# Records for the exercise start

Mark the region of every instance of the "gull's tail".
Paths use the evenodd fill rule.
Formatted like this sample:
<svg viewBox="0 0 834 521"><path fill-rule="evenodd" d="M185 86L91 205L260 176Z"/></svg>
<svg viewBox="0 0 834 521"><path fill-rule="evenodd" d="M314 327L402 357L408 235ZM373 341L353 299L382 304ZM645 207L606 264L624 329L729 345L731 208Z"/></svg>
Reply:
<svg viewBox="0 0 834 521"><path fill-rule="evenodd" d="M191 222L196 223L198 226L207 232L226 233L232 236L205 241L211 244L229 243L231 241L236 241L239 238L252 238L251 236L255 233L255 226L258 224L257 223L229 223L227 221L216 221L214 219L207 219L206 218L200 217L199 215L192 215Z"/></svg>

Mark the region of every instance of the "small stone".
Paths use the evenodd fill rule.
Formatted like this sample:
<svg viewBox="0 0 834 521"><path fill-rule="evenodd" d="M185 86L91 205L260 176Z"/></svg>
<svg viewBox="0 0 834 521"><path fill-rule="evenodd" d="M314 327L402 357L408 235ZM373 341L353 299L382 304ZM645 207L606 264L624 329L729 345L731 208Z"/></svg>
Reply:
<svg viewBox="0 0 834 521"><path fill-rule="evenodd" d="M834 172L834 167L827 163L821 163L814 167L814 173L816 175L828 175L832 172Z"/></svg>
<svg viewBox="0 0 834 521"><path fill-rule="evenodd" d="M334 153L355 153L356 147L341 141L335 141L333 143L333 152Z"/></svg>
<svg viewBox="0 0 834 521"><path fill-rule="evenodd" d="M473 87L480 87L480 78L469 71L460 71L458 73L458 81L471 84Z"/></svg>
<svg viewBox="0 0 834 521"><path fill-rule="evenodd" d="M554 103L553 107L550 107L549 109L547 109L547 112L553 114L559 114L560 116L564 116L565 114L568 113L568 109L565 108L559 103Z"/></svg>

# Records for the exercise end

Rewrite all the rows above, swapping "Formatted like this sample" for "Use the format of this sample" wherever it appears and changing nothing else.

→ **The answer**
Mark the region of every instance of the "gull's tail".
Paths use the evenodd fill rule.
Use the format of this sample:
<svg viewBox="0 0 834 521"><path fill-rule="evenodd" d="M185 86L91 205L260 176Z"/></svg>
<svg viewBox="0 0 834 521"><path fill-rule="evenodd" d="M314 327L402 357L408 235ZM373 341L353 299L382 304ZM645 207L606 264L624 329L729 345L731 208Z"/></svg>
Reply:
<svg viewBox="0 0 834 521"><path fill-rule="evenodd" d="M191 222L196 223L198 226L207 232L226 233L232 236L205 241L211 244L229 243L231 241L236 241L239 238L252 238L251 236L255 233L255 226L258 224L257 223L229 223L227 221L216 221L214 219L207 219L206 218L200 217L199 215L192 215Z"/></svg>

Mark the region of every instance of the "small stone".
Paths use the evenodd fill rule.
Use the format of this sample:
<svg viewBox="0 0 834 521"><path fill-rule="evenodd" d="M185 86L91 205L260 176Z"/></svg>
<svg viewBox="0 0 834 521"><path fill-rule="evenodd" d="M314 327L402 357L408 235ZM373 341L353 299L382 304ZM645 207L606 264L624 329L729 345L731 208Z"/></svg>
Reply:
<svg viewBox="0 0 834 521"><path fill-rule="evenodd" d="M834 172L834 167L827 163L821 163L814 167L814 173L816 175L828 175L832 172Z"/></svg>
<svg viewBox="0 0 834 521"><path fill-rule="evenodd" d="M334 153L355 153L356 147L341 141L335 141L333 143L333 152Z"/></svg>
<svg viewBox="0 0 834 521"><path fill-rule="evenodd" d="M473 87L480 87L480 78L469 71L460 71L458 73L458 81L471 84Z"/></svg>
<svg viewBox="0 0 834 521"><path fill-rule="evenodd" d="M554 103L553 107L550 107L549 109L547 109L547 112L553 114L559 114L560 116L564 116L565 114L568 113L568 109L565 108L559 103Z"/></svg>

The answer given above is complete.